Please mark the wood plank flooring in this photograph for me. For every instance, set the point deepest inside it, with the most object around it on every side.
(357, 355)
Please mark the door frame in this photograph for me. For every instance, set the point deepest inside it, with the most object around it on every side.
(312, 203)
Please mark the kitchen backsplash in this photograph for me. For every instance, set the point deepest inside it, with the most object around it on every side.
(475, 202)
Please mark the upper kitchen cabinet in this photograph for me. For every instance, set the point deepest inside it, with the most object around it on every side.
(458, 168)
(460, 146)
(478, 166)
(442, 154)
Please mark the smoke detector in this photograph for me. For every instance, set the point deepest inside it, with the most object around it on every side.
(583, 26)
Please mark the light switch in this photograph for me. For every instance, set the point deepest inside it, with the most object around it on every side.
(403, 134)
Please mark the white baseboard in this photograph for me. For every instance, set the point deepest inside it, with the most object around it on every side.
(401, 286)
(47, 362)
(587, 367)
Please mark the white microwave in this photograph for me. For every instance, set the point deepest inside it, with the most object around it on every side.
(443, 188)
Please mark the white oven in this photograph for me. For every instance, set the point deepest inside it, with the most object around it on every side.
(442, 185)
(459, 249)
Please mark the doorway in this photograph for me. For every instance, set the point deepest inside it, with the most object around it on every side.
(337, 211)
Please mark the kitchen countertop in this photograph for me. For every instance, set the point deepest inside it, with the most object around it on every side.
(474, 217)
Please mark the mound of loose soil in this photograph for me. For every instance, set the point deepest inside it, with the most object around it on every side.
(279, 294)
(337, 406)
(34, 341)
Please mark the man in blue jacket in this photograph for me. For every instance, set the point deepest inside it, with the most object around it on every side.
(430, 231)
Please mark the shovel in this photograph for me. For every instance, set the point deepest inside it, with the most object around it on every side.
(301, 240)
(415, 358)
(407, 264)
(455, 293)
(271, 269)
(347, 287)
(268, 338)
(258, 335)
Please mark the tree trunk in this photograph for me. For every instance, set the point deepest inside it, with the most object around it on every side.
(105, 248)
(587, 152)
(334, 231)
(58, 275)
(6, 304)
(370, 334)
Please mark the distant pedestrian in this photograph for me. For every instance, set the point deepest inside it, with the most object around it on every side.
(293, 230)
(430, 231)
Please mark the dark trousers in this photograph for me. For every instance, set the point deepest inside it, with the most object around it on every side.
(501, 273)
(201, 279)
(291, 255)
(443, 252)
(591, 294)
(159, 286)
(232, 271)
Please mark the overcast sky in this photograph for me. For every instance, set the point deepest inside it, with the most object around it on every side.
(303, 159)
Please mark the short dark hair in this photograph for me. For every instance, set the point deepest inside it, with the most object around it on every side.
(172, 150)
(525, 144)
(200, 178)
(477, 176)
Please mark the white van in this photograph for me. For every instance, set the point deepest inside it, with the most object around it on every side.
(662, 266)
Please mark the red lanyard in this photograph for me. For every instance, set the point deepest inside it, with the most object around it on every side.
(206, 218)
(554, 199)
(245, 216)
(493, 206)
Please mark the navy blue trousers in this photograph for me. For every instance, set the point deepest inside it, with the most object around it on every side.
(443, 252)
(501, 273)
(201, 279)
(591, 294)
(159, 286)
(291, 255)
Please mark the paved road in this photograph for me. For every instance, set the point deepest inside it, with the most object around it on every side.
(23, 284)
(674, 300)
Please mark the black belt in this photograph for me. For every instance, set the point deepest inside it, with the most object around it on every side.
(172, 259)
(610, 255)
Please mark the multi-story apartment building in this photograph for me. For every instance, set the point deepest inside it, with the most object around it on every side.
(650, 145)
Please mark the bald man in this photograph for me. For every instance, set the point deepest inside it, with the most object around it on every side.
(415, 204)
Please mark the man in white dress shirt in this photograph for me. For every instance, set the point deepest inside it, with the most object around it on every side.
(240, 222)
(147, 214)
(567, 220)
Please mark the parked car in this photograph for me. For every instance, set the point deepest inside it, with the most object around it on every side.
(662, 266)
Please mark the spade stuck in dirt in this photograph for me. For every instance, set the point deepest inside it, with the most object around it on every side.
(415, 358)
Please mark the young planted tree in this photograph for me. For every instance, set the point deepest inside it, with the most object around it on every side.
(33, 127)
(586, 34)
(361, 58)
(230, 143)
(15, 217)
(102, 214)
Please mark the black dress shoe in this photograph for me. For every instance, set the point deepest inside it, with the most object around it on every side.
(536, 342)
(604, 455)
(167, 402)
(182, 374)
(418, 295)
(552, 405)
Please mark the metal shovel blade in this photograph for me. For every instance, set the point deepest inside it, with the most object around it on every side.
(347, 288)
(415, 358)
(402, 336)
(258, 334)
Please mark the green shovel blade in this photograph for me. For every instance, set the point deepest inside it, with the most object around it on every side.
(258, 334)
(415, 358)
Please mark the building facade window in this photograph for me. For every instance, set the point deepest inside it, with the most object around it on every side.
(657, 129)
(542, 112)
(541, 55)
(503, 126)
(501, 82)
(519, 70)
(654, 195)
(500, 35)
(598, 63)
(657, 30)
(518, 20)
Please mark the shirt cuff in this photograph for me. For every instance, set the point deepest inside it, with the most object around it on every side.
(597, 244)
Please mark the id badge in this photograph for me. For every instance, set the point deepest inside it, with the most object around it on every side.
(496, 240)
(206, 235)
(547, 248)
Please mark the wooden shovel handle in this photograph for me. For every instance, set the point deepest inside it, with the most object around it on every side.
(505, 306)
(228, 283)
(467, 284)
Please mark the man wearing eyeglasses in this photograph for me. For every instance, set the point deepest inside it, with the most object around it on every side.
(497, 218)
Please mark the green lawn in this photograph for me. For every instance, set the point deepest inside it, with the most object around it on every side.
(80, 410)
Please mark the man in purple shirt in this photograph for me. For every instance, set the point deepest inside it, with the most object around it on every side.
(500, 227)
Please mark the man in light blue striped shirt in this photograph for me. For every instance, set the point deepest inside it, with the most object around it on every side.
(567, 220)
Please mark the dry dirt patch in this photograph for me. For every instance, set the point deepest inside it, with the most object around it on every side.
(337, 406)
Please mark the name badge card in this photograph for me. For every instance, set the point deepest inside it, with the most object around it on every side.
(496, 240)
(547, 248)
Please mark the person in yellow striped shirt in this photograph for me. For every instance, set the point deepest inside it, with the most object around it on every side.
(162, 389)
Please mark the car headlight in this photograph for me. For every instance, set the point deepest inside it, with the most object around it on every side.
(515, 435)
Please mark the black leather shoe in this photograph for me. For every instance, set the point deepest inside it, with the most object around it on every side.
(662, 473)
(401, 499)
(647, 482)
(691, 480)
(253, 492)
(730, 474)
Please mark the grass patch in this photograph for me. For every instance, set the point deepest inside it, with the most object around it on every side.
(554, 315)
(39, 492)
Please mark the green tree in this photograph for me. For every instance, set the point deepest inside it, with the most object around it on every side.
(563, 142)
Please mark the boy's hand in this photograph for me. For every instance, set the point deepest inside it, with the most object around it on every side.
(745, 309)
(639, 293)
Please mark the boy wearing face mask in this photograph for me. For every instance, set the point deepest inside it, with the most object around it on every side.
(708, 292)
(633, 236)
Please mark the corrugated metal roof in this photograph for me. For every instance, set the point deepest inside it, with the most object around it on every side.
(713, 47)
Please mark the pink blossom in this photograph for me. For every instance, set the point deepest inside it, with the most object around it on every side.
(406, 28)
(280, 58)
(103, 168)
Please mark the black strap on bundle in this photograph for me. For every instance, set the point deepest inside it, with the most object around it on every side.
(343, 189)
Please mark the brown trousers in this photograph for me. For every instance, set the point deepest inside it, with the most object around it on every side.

## Exercise
Nothing in the data may be left out; copy every line exactly.

## Response to this exercise
Please mark the wood plank flooring in this photograph for me. For every instance, set the point deepest inside it, with the most object around it on every side.
(357, 355)
Please mark the door frame in this photograph for me. For every instance, set the point deepest inside it, with the most object around it on every side.
(312, 203)
Please mark the kitchen backsplash in this photograph for me. For every instance, set the point deepest inside it, with the most object around it on every side.
(475, 202)
Please mark the upper kitchen cabinet in this photograph for me. For every instance, set the point deepest inside it, with the most object around it on every side.
(458, 168)
(460, 146)
(478, 166)
(442, 154)
Please mark the smoke detector in this photograph for me. For every instance, set the point deepest inside it, with the most object around it on every side.
(583, 26)
Please mark the light switch in this photograph for me. For every instance, set the point deepest inside it, with the most object around it on every side.
(403, 134)
Please mark the white baseboard in this photograph for me. For every instance, set the point deepest inside it, with the most object around it on every side.
(401, 286)
(47, 362)
(587, 367)
Please mark the white microwave in this photograph for me. For every instance, set the point deepest inside it, with the most object around it on every side.
(443, 188)
Please mark the white oven in this photograph for me. For every instance, set the point deepest inside it, with the most object around it on every side.
(442, 185)
(459, 249)
Please mark the doorway in this photograph for me. For every instance, set the point deepest inside it, with the most object around it on every side.
(337, 211)
Please mark the kitchen countertop in this photograph for me. For every instance, set the point deepest inside it, with the most object around it on every side.
(474, 217)
Please mark the mound of loose soil in this photograph for me. For every instance, set the point deepest inside it, with the most object around it on every side.
(279, 294)
(337, 406)
(34, 341)
Please mark the man in blue jacket in this photograph for me. For every instance, set the point deepest inside it, with the most object around it on every side.
(430, 231)
Please mark the shovel in this photograph for me. For every instance, set the point deepest inside it, with the most object around it on every side.
(301, 240)
(415, 358)
(407, 264)
(455, 293)
(271, 269)
(347, 287)
(268, 338)
(258, 335)
Please mark the tree trunk in this photograph for me. For every instance, set the point deepest inside it, with the most object around it on every side.
(105, 248)
(587, 152)
(334, 231)
(58, 275)
(6, 304)
(370, 334)
Please mark the distant pedestrian in this photograph for me. For every instance, set the point deepest inside it, with the most object around it on every side.
(293, 230)
(430, 231)
Please mark the dark trousers in this photograph for me. For every instance, set the point deepest inside it, with the most object around it on every side.
(501, 273)
(201, 279)
(291, 255)
(443, 252)
(591, 294)
(159, 286)
(232, 271)
Please mark the overcast sky in this photograph for me. For every instance, set the point deepest inside it, with the most object around it on every side.
(303, 159)
Please mark the short dark hair in this photograph for me. For every instance, set the point deepest inside it, with the most object around it on every side.
(172, 150)
(525, 144)
(200, 178)
(477, 176)
Please mark the white van in this photograph for me. For every instance, set the point deepest inside it, with the most object around it on every side.
(662, 266)
Please mark the red lanyard in this photograph for me. For every instance, set the point deepest inside it, with the most object around it on every side.
(206, 218)
(554, 199)
(245, 216)
(493, 206)
Please mark the navy blue trousers in this photograph for me. For every instance, set the point deepest inside it, with the most object around it on every side.
(443, 252)
(501, 273)
(201, 279)
(591, 294)
(159, 286)
(291, 255)
Please mark the paved road in this photograph for me. For every instance, set the point deepest inside it, with the most object around it on every side.
(23, 284)
(674, 300)
Please mark the black belt in this photograph for me. For every instance, set the point deepest inside it, with the most object around it on every side.
(172, 259)
(610, 255)
Please mark the multi-story apartment building in this photograph for me. For every instance, set the point deepest inside it, with the most object around it on every side.
(650, 145)
Please mark the bald man in this photograph for me. For every instance, set the point deepest inside it, with the most object around it on every side.
(415, 204)
Please mark the man in white dress shirt in this photograph for me. For every instance, set the point deepest inside it, with the most object around it on every side.
(240, 222)
(147, 214)
(567, 220)
Please mark the parked car in this photograph for me. For every instance, set the point deepest inside it, with the most object around it on every side.
(662, 266)
Please mark the spade stuck in dirt in this photograph for me. For every instance, set the point deepest inside it, with the most object around it on every side.
(415, 358)
Please mark the young planted tree in this photograph for me. For every instance, set the point deepest inside it, with the most object around it on every side.
(33, 127)
(586, 34)
(361, 58)
(230, 143)
(15, 217)
(102, 214)
Please mark the black dress shoe in this photograph for me. For every instance, set the point deepest inside it, with the most object around it on every side.
(536, 342)
(604, 455)
(167, 402)
(182, 374)
(418, 295)
(552, 405)
Please mark the metal shovel blade in this photograph for me. For every instance, set the point deepest inside it, with the most object around it on every side.
(347, 288)
(415, 358)
(402, 336)
(258, 334)
Please mark the green shovel blade in this photograph for me. For every instance, set the point deepest inside it, with the most object around it on every side.
(258, 334)
(415, 358)
Please mark the building facade window in this photograph for me. For every instance, set the point deepest inside it, with the most object around it on every side.
(657, 129)
(542, 112)
(541, 55)
(503, 126)
(501, 82)
(519, 70)
(654, 195)
(500, 35)
(598, 63)
(657, 30)
(518, 20)
Please mark the shirt cuff in this photograph for me. For every instance, set the point deepest inside it, with the most object around it on every side.
(597, 244)
Please mark the id badge in this photograph for me. For every instance, set the point deepest inside it, with the most object around it on every side.
(496, 240)
(206, 235)
(547, 248)
Please mark the wooden shovel handle in this photograph for me. For every instance, set the point deepest inside it, with the most object around it on every side.
(505, 306)
(228, 283)
(467, 284)
Please mark the man wearing eyeglasses in this photograph for me. For every instance, set the point deepest inside it, with the most object around it on every side.
(497, 218)
Please mark the green lawn in this photograph for me. For every instance, set the point deepest inside it, with the most object around it on every side.
(80, 410)
Please mark the man in purple shirt in this photograph for me. For every instance, set the point deepest inside it, with the most object around it on every side.
(500, 227)
Please mark the man in light blue striped shirt in this photograph for me. For every instance, set the point deepest inside it, with the most object around it on every side.
(567, 220)
Please mark the dry dirt patch in this photograph for me. For every instance, set the point deepest inside it, with the most object around it on every side.
(337, 406)
Please mark the name badge card in this photograph for me. For every instance, set the point deepest inside it, with the most object around it on every side.
(496, 240)
(547, 248)
Please mark the person in yellow striped shirt in this photograph for me. For every instance, set the point deepest inside it, with the most object around it on every side.
(162, 389)
Please mark the car headlight in this photograph for me. For every instance, set the point deepest inside it, with the most object around it on every side.
(515, 435)
Please mark the black leather shoe in this photograph for me. For every instance, set the point deepest inside it, with the most object around it on every side.
(662, 473)
(401, 499)
(647, 482)
(691, 480)
(253, 492)
(730, 474)
Please mark the grass patch in this photograph for me. For every instance, set the point deepest inside it, with the most object around it on every side.
(554, 315)
(39, 492)
Please mark the green tree in this photograph for me. For every instance, set the point deepest inside it, with the most object around it on every side.
(563, 142)
Please mark the boy's hand in this photograph for me. For every instance, set the point deepest inside it, with the most object around it on every side.
(745, 309)
(639, 293)
Please mark the boy wearing face mask in this photograph for me. For every instance, set the point deepest inside it, with the most object around it on every side.
(708, 292)
(633, 236)
Please mark the corrugated metal roof in this photograph for me. For every instance, set the point deepest inside it, with the most object around it on every side.
(713, 47)
Please mark the pink blossom in this photograph for me. For every instance, set the point deepest inside it, with the most object around it on every side.
(406, 28)
(280, 58)
(103, 168)
Please mark the black strap on bundle in this photograph for me. For every instance, set the point deepest inside it, with the most object around it on every side.
(343, 189)
Please mark the brown trousers in this photograph for me. For every instance, set the point deepest inside it, with the most object around it on every side.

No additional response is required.